[BEGIN Excerpt]
Updated: Jan 29, 2022

Introduction

Week 3 of Patisserie & Confectionary concentrates on Lean Yeast Dough. Our focus will be sponges, preferment (also known as poolish), and sourdough breads.


Method of Cookery:

“What is a preferment? A preferment is a mixture of flour, water, leavening (commercial yeast or sourdough starter), and time — a key ingredient! As the mixture ferments over the course of 12 to 16 hours, the delicious by-products of that fermentation build up and infuse the starter, the dough, and the finished loaf.” (Philip, 2020)


“A ferment is easy to make and usually consists of a simple mixture of wheat flour, water, and a leavening agent (typically yeast). Two schools of thought exist regarding the inclusion of salt or sugar. They both act to inhibit or slow yeast growth, as determined by time to proof or rise, so they are not usually included and instead are added to the final dough. Ultimately, the amounts of each ingredient, and when they are added, depend on pre-ferment and final-dough formulas.” (Wikipedia, 2022)
[END Excerpt]
[BEGIN Records for this exercise]
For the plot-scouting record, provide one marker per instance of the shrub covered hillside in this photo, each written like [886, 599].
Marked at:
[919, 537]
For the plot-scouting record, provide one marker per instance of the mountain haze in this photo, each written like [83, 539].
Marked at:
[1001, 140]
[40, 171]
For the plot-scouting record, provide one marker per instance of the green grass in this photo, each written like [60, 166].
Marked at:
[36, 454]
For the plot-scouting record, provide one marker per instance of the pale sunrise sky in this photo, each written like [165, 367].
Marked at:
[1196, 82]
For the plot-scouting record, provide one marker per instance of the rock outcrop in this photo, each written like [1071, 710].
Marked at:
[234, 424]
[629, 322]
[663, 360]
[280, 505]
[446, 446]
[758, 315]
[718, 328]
[END Records for this exercise]
=== Work to complete ===
a - In the listing, rewrite the lines from the one containing "like [1071, 710]." through the end of the listing, changing "rock outcrop" to "stone ledge" and leaving everything else the same.
b - Continue the passage on lean yeast dough from where it stops.

=== Final answers ===
a -
For the plot-scouting record, provide one marker per instance of the stone ledge in this photo, each written like [1071, 710].
Marked at:
[234, 424]
[629, 322]
[663, 360]
[280, 505]
[446, 446]
[758, 315]
[718, 328]

b -
Prior Knowledge of the Dish:

I know little to nothing about preferments. I have always wanted to create my own sourdough, but I have never had a sourdough starter and I was unsure of how to make one. I’m excited to put it to the test this week and see what happens. Chef Ana is preparing the starters for the sourdough and pumpernickel breads the day before lab. This will allow us to have something to work with. I think I am least looking forward to the French Bread Sponge. I feel fairly confident with the straight dough method since my limited experience with breads and doughs has always incorporated this method. I tend to get a little more jazzed about trying new things. 😊



Learning Objectives:

· Explain the methods for preparing sponge doughs and prepare sponge doughs and yeast pre-ferments.

· Prepare and maintain sourdough starters and use them to mix doughs.

· Ferment and bake sponge dough and sourdough products.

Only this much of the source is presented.